Required work - Only the lines starting at the one that contains "Expected output: a single point for each instance of the palm" and running to the end should be repeated, exactly as written.

begin Data supplied

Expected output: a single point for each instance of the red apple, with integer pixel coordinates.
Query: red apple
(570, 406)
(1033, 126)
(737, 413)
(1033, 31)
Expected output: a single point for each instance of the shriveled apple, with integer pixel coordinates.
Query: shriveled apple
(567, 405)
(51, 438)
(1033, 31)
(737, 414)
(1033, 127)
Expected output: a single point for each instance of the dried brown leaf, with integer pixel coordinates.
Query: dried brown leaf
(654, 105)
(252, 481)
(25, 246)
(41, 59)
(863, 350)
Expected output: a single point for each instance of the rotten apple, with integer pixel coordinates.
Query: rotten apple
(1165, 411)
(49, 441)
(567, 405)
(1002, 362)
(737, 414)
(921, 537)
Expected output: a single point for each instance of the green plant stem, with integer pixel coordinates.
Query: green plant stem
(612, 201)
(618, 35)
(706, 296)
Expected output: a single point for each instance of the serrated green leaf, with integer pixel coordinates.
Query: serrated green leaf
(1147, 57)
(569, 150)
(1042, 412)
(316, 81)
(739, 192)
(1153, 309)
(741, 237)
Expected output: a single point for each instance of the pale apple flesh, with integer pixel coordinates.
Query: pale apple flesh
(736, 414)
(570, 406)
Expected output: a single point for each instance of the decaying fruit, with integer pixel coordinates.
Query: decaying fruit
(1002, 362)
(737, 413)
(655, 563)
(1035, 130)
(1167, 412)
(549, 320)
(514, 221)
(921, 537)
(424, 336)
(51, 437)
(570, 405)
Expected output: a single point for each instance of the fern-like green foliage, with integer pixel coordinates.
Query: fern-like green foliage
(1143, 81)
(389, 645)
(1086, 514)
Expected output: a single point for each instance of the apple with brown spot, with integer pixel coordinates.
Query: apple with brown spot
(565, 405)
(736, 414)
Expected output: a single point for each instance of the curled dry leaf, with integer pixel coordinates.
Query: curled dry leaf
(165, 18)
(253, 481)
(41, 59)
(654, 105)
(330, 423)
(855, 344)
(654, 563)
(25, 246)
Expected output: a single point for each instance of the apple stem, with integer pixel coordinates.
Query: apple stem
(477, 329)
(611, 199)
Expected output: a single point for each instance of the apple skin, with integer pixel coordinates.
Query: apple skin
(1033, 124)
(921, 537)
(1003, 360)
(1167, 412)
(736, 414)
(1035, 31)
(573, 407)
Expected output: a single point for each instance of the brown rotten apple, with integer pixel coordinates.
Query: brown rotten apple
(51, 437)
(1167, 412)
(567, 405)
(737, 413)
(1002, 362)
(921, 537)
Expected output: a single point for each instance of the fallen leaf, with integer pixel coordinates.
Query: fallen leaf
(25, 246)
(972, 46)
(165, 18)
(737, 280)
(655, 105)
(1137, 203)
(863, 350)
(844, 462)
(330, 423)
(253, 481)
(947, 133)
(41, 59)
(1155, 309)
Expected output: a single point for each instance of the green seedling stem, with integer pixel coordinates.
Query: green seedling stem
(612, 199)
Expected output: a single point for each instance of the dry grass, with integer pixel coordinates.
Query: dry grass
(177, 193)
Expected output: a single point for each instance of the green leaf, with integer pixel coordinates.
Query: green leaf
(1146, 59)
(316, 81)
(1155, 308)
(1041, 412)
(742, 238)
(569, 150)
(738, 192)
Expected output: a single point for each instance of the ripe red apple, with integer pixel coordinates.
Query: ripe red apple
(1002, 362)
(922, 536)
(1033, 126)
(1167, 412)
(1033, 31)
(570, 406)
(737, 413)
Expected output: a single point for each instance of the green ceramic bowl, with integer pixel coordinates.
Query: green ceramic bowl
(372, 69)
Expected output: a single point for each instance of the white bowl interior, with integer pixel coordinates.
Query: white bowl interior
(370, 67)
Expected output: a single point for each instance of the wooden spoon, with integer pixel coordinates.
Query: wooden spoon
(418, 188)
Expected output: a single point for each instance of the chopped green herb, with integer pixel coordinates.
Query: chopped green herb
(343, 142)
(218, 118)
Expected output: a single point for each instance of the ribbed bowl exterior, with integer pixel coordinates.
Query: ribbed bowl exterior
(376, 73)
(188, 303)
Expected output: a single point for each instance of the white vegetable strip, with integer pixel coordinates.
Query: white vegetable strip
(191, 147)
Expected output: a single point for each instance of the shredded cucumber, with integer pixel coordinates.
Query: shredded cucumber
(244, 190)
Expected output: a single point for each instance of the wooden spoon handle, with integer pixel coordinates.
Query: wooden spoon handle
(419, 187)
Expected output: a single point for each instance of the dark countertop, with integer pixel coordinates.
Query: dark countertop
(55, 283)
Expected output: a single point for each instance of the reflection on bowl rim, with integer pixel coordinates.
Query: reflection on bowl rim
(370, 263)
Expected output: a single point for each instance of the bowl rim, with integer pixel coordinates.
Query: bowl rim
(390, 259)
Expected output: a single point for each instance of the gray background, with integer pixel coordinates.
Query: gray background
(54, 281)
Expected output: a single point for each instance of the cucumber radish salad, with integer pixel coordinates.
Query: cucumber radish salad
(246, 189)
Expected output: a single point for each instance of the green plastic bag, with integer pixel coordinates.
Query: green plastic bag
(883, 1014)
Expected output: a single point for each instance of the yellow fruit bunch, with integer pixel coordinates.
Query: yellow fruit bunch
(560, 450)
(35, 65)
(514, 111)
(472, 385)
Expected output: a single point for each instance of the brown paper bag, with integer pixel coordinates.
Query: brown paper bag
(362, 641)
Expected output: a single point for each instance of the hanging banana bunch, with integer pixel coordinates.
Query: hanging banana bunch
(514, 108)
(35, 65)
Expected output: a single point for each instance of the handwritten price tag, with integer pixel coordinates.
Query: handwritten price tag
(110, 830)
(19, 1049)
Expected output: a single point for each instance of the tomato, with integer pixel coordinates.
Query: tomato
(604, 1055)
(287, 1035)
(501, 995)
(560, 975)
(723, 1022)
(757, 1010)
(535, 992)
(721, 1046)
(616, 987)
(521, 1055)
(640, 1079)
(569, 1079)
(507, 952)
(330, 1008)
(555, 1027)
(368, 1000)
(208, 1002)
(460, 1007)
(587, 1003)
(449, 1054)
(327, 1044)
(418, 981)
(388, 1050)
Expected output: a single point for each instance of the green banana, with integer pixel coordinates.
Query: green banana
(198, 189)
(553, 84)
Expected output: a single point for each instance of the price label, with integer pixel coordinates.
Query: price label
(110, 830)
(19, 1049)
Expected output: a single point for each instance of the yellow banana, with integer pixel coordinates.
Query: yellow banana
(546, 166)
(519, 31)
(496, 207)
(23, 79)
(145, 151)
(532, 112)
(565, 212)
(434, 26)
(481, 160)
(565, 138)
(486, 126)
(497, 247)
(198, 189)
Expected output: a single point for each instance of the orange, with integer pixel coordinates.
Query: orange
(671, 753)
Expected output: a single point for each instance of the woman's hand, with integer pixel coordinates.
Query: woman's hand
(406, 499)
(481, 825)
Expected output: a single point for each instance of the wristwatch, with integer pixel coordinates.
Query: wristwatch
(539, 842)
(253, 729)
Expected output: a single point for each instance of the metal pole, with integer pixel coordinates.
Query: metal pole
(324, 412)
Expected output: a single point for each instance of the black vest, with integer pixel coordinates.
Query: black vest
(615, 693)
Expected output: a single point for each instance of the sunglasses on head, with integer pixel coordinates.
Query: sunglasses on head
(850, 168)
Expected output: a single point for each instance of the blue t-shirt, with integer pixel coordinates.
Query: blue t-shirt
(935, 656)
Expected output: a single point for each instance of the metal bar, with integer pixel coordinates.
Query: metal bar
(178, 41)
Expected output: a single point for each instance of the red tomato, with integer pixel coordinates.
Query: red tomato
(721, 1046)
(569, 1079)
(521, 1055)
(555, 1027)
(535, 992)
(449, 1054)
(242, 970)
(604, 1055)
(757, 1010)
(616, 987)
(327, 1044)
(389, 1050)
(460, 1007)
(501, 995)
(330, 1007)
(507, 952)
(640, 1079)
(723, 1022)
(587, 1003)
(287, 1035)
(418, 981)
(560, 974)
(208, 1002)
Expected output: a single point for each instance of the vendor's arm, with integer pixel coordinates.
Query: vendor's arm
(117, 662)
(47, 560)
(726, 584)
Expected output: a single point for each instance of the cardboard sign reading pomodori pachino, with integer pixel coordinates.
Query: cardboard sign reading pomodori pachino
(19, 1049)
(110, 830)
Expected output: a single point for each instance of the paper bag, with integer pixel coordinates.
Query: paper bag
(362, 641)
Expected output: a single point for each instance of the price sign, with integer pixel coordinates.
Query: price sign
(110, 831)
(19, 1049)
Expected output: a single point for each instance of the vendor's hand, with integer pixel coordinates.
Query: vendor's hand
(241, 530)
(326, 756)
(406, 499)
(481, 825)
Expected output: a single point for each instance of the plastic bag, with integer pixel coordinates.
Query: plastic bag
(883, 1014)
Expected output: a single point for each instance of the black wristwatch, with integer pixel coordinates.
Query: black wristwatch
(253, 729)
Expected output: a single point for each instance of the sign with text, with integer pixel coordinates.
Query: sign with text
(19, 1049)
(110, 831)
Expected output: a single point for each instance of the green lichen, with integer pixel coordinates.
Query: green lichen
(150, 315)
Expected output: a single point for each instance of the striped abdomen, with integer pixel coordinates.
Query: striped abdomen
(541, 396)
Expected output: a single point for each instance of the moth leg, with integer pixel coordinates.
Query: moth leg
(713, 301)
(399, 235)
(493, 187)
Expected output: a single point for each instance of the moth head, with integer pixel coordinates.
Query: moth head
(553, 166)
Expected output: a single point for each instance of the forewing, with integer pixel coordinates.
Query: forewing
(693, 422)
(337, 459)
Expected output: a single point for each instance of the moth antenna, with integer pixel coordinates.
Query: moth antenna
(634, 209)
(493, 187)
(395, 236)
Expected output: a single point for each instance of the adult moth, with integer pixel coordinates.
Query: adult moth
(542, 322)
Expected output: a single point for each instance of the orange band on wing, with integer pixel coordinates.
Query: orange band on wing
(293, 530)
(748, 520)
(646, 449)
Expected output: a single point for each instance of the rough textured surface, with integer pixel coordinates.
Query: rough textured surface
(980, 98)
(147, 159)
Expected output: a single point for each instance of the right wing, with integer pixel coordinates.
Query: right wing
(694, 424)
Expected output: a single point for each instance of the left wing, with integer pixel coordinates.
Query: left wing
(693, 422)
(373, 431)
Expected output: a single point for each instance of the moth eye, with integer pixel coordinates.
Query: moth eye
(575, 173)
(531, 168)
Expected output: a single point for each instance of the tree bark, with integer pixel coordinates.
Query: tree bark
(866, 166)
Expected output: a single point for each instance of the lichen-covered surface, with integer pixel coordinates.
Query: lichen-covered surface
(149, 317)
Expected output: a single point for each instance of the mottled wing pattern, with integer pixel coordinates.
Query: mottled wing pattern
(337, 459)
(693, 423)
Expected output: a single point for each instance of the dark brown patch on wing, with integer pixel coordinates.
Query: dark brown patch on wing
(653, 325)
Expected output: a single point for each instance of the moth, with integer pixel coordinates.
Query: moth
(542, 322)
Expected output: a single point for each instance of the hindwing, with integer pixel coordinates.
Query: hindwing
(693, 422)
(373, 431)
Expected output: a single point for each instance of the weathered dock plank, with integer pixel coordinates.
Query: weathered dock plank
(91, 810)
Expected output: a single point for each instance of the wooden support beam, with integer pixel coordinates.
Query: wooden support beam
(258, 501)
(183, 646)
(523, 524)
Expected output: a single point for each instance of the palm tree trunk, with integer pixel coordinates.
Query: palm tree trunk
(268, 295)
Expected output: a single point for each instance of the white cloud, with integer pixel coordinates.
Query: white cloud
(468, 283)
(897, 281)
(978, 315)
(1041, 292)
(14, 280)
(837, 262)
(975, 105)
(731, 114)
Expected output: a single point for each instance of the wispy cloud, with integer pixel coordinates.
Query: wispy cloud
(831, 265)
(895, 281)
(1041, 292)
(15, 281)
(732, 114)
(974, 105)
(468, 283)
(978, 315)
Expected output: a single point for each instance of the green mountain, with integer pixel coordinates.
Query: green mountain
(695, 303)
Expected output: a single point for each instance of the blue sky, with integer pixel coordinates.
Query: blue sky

end Data supplied

Exercise output -
Expected output: a single point for each instance of the palm tree trunk, with integer pixel coordinates.
Query: palm tree trunk
(268, 295)
Expected output: a single point for each instance of the white cloud, with integer pixel coordinates.
Query: white cloud
(468, 283)
(897, 281)
(978, 315)
(1041, 292)
(14, 280)
(837, 262)
(975, 105)
(731, 114)
Expected output: a single point for each instance of the wispy cloud, with integer pixel coordinates.
Query: wispy cloud
(831, 265)
(895, 281)
(1041, 292)
(15, 281)
(732, 114)
(974, 105)
(468, 283)
(978, 315)
Expected output: a single point for each instance of the green mountain, with integer pixel coordinates.
Query: green mountain
(695, 303)
Expected output: a single point for each instance of the blue sky, with integer pixel coordinates.
Query: blue sky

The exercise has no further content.